Data supplied
----------------
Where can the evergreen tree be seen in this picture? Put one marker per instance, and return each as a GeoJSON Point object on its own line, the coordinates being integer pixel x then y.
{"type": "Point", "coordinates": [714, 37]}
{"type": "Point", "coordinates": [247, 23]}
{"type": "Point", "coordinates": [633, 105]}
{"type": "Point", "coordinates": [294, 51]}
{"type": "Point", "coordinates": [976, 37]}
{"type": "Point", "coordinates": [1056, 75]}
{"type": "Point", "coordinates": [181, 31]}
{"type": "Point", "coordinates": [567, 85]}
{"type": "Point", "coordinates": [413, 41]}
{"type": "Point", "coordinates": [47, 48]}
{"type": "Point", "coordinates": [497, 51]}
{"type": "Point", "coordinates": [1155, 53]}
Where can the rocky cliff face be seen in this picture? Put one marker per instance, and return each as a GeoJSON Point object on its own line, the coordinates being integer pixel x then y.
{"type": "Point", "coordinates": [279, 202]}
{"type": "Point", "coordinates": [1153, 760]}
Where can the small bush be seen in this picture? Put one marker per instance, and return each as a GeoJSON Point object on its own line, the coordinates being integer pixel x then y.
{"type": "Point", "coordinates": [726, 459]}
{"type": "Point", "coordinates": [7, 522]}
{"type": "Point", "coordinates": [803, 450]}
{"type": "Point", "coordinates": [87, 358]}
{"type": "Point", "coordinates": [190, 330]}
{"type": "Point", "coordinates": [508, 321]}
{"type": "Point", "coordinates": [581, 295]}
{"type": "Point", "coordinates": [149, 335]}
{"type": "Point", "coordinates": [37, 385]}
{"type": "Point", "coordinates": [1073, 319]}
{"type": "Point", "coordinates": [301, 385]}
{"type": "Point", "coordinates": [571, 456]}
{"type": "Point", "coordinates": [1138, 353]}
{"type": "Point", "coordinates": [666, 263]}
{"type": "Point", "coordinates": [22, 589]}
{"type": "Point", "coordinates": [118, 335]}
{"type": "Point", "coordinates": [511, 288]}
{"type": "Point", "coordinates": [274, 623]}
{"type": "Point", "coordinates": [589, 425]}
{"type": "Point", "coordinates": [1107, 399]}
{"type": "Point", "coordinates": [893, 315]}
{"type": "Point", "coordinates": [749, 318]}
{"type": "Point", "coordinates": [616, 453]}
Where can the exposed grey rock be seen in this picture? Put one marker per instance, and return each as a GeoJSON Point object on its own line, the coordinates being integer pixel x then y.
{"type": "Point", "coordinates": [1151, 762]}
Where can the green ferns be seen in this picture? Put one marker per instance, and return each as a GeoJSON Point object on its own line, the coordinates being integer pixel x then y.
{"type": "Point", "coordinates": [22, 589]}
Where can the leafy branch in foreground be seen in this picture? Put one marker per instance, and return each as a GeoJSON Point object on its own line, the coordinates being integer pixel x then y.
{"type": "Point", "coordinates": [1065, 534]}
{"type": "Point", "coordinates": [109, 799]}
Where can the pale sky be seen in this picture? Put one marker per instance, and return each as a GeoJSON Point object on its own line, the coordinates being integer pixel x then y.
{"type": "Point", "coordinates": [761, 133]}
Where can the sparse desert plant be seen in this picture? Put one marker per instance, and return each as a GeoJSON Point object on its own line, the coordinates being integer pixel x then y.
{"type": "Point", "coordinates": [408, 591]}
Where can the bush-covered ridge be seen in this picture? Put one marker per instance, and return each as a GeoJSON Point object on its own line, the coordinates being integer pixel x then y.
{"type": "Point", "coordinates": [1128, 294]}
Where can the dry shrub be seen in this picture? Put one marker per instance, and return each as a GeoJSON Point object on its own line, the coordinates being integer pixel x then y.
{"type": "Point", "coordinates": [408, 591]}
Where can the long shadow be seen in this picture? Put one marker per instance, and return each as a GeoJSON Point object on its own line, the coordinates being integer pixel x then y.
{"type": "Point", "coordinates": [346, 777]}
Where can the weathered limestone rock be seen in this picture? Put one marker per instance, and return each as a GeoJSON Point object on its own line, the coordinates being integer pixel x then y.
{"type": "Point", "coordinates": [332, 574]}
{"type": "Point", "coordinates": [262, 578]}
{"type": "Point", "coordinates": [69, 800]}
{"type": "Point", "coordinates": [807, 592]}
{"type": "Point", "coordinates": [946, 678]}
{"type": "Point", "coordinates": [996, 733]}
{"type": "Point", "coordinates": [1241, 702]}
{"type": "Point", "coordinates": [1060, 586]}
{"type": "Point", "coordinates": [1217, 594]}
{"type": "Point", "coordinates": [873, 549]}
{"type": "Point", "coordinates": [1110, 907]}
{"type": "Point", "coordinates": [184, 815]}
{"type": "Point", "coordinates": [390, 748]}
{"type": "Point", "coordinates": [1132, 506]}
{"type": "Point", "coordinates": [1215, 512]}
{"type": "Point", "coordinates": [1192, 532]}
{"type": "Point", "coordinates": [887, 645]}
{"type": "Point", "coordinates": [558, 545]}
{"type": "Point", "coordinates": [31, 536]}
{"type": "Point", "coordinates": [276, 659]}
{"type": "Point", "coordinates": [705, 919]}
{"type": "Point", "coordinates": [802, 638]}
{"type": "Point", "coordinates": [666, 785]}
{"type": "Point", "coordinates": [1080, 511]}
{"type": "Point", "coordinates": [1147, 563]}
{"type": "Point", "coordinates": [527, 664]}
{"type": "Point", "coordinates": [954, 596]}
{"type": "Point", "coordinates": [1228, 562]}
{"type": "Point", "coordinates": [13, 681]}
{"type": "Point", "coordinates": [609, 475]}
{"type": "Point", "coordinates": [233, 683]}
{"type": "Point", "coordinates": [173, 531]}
----------------
What is being asked
Each line in the material above must be retyped without alteration.

Result of this task
Where can the evergreen tree be seen in this picture? Put one marker per instance, and return each as a GeoJSON Point object on its own line, the coordinates being integer pixel x then y.
{"type": "Point", "coordinates": [714, 37]}
{"type": "Point", "coordinates": [247, 23]}
{"type": "Point", "coordinates": [633, 105]}
{"type": "Point", "coordinates": [294, 51]}
{"type": "Point", "coordinates": [976, 37]}
{"type": "Point", "coordinates": [1056, 75]}
{"type": "Point", "coordinates": [181, 31]}
{"type": "Point", "coordinates": [567, 85]}
{"type": "Point", "coordinates": [413, 41]}
{"type": "Point", "coordinates": [47, 48]}
{"type": "Point", "coordinates": [497, 51]}
{"type": "Point", "coordinates": [1155, 53]}
Where can the rocky cliff face be seen in this picture? Put one marker per instance, and return each as a GeoJSON Point object on its own line, the coordinates being integer pixel x then y.
{"type": "Point", "coordinates": [279, 202]}
{"type": "Point", "coordinates": [1153, 760]}
Where can the small bush be seen in this picture? Put one marker per instance, and return each as a GeoJSON Point object on its own line, the coordinates being integer pixel x then y.
{"type": "Point", "coordinates": [726, 459]}
{"type": "Point", "coordinates": [7, 522]}
{"type": "Point", "coordinates": [803, 450]}
{"type": "Point", "coordinates": [87, 358]}
{"type": "Point", "coordinates": [190, 330]}
{"type": "Point", "coordinates": [508, 321]}
{"type": "Point", "coordinates": [581, 295]}
{"type": "Point", "coordinates": [149, 335]}
{"type": "Point", "coordinates": [37, 385]}
{"type": "Point", "coordinates": [1073, 319]}
{"type": "Point", "coordinates": [301, 385]}
{"type": "Point", "coordinates": [571, 456]}
{"type": "Point", "coordinates": [1138, 353]}
{"type": "Point", "coordinates": [666, 263]}
{"type": "Point", "coordinates": [22, 589]}
{"type": "Point", "coordinates": [118, 335]}
{"type": "Point", "coordinates": [511, 288]}
{"type": "Point", "coordinates": [274, 623]}
{"type": "Point", "coordinates": [589, 425]}
{"type": "Point", "coordinates": [1107, 399]}
{"type": "Point", "coordinates": [893, 315]}
{"type": "Point", "coordinates": [749, 318]}
{"type": "Point", "coordinates": [616, 453]}
Where can the exposed grey rock be seen in this picture? Put one marker per instance, and return each as a GeoJSON Point object on its own line, the coordinates being integer pixel x then y.
{"type": "Point", "coordinates": [1151, 762]}
Where can the green ferns be seen in this picture? Put one marker per instance, and return each as a GeoJSON Point object on its own line, the coordinates being integer pixel x then y.
{"type": "Point", "coordinates": [22, 589]}
Where can the leafy branch in foreground be seen in this picture? Put one marker per instance, and return each as a GeoJSON Point object on its own line, the coordinates being integer pixel x then y.
{"type": "Point", "coordinates": [1065, 534]}
{"type": "Point", "coordinates": [109, 799]}
Where can the pale sky be seen in this picture? Put one marker per instance, and return each as a GeoJSON Point object on its own line, the coordinates being integer pixel x then y.
{"type": "Point", "coordinates": [761, 133]}
Where can the sparse desert plant be seen in this picture? Put one marker per instance, and return each as a GeoJSON Point object on its own line, the coordinates being integer pixel x then y.
{"type": "Point", "coordinates": [408, 591]}
Where can the bush-covered ridge be seen in this picture? Put one marker per instance, and return each as a GeoJSON Point object on its own line, the coordinates being integer pixel x then y.
{"type": "Point", "coordinates": [1128, 294]}
Where can the dry shrub be seen in this picture? Put one marker per instance, and return each as a GeoJSON Point object on its own line, the coordinates being integer pixel x then y.
{"type": "Point", "coordinates": [408, 591]}
Where can the long shadow be seen in this picture? Put one marker per instance, and return each as a GeoJSON Point object on its own line, the coordinates being integer pixel x then y.
{"type": "Point", "coordinates": [346, 777]}
Where can the weathered limestone rock be seen in this picture? Put one marker per instance, and return each as a GeoJSON Point object on its own line, the coordinates being integer pixel x then y.
{"type": "Point", "coordinates": [332, 574]}
{"type": "Point", "coordinates": [262, 578]}
{"type": "Point", "coordinates": [69, 800]}
{"type": "Point", "coordinates": [807, 592]}
{"type": "Point", "coordinates": [946, 678]}
{"type": "Point", "coordinates": [996, 733]}
{"type": "Point", "coordinates": [1241, 702]}
{"type": "Point", "coordinates": [1060, 586]}
{"type": "Point", "coordinates": [1217, 594]}
{"type": "Point", "coordinates": [873, 549]}
{"type": "Point", "coordinates": [1110, 907]}
{"type": "Point", "coordinates": [184, 815]}
{"type": "Point", "coordinates": [390, 748]}
{"type": "Point", "coordinates": [1132, 506]}
{"type": "Point", "coordinates": [1215, 512]}
{"type": "Point", "coordinates": [1192, 532]}
{"type": "Point", "coordinates": [887, 645]}
{"type": "Point", "coordinates": [558, 545]}
{"type": "Point", "coordinates": [31, 536]}
{"type": "Point", "coordinates": [276, 659]}
{"type": "Point", "coordinates": [705, 919]}
{"type": "Point", "coordinates": [802, 638]}
{"type": "Point", "coordinates": [666, 785]}
{"type": "Point", "coordinates": [1080, 511]}
{"type": "Point", "coordinates": [1147, 563]}
{"type": "Point", "coordinates": [527, 664]}
{"type": "Point", "coordinates": [954, 596]}
{"type": "Point", "coordinates": [1228, 562]}
{"type": "Point", "coordinates": [13, 681]}
{"type": "Point", "coordinates": [609, 475]}
{"type": "Point", "coordinates": [233, 683]}
{"type": "Point", "coordinates": [173, 531]}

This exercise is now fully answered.